- Task item -
Copy the neurofibroma passage word for word, from "In neurofibromas, the" up to and including "RANTES [5, 13].".

- Document passage -
In neurofibromas, the primary pathogenic cells are Schwann cells with biallelic NF1 mutations . Neurofibromas also contain blood-derived mast cells. In animal models mast cells contribute to disruption of nerve axon–Schwann interactions and neurofibroma formation [22, 36,38]. The NF1 protein, neurofibromin, is an off signal for Ras protein, a GTPase-activating protein (Ras-GAP) that acts downstream of receptor tyrosine kinases, including cytokine receptors . Nf1−/− Schwann cells secrete elevated SCF (Kit ligand), M-CSF (Fms ligand), RANTES (CCL5) and vascular endothelial growth factor (VEGF), enhancing the migration of Nf1± mast cells toward the peripheral nerve . Importantly, macrophage recruitment into tumors can be mediated by cytokines including VEGF and RANTES [5, 13].
Surprisingly, macrophages have not been studied in neurofibromas, even though peripheral nerves contain resident macrophages and additional macrophages invade the nerve after injury [16, 23], and macrophages and inflammatory cytokines are increased in the blood of NF1 patients . Factor XIIIa, now known to be a marker of alternative macrophage activation, was detected in some cells in normal peripheral nerves and cutaneous neurofibromas, but these were tentatively identified as fibroblasts based on electron microscopy . In human NF1, anecdotal evidence suggested a link between wounding and tumor formation. Furthermore, sciatic nerve injury with coincident macrophage nerve invasion promoted neurofibroma formation in Nf1± mutant mice . These findings raise the possibility that Nf1−/− Schwann cells could recruit macrophages into neurofibromas. We hypothesized that macrophages are relevant to neurofibroma formation and/or growth. This hypothesis was tested in the initiation and maintenance of tumors in a genetically engineered mouse (GEM) neurofibroma model in which Nf1 is ablated in the Schwann cell lineage via the use of a Desert hedgehog (Dhh)-cre driver (Dhh-Cre; Nf1flox/flox) [34, 35], while hematopoetic lineages remain wild type. We identify macrophages as cells that contribute to the tumor microenvironment cell in NF1 and show that neurofibroma-associated macrophages have anti-tumor and pro-tumor roles at different disease stages.

- Listed entries -
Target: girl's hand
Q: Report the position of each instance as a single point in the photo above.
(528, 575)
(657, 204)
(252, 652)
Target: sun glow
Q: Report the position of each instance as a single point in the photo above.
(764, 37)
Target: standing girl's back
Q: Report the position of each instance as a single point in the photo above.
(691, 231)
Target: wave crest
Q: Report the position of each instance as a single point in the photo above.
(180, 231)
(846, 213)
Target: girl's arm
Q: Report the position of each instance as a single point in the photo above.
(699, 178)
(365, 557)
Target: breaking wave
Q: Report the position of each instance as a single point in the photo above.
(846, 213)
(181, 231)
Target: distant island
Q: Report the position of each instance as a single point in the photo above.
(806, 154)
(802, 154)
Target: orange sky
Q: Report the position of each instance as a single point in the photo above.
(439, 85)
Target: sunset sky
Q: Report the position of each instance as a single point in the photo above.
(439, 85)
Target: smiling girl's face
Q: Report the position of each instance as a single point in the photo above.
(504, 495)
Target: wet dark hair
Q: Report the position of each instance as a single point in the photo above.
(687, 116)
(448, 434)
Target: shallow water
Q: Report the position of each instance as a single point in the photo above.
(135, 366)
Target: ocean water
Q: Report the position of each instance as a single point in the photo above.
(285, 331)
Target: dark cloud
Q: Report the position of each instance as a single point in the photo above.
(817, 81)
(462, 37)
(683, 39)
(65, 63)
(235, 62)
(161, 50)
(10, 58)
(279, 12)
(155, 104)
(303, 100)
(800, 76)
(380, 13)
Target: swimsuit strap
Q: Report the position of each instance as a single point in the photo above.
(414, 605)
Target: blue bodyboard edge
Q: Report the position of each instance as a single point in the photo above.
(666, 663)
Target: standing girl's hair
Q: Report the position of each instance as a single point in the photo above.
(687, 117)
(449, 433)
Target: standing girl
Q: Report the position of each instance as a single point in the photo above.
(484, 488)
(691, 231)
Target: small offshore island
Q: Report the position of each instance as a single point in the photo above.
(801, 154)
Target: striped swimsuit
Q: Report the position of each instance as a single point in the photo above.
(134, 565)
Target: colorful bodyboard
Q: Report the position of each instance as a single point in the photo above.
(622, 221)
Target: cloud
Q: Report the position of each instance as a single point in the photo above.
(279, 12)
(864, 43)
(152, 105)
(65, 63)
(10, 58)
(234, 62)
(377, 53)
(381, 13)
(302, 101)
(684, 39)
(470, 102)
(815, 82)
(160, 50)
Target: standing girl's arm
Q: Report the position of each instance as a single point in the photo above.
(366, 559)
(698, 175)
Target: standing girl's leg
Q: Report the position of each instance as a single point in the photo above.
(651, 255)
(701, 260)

- Response to this exercise -
In neurofibromas, the primary pathogenic cells are Schwann cells with biallelic NF1 mutations . Neurofibromas also contain blood-derived mast cells. In animal models mast cells contribute to disruption of nerve axon–Schwann interactions and neurofibroma formation [22, 36,38]. The NF1 protein, neurofibromin, is an off signal for Ras protein, a GTPase-activating protein (Ras-GAP) that acts downstream of receptor tyrosine kinases, including cytokine receptors . Nf1−/− Schwann cells secrete elevated SCF (Kit ligand), M-CSF (Fms ligand), RANTES (CCL5) and vascular endothelial growth factor (VEGF), enhancing the migration of Nf1± mast cells toward the peripheral nerve . Importantly, macrophage recruitment into tumors can be mediated by cytokines including VEGF and RANTES [5, 13].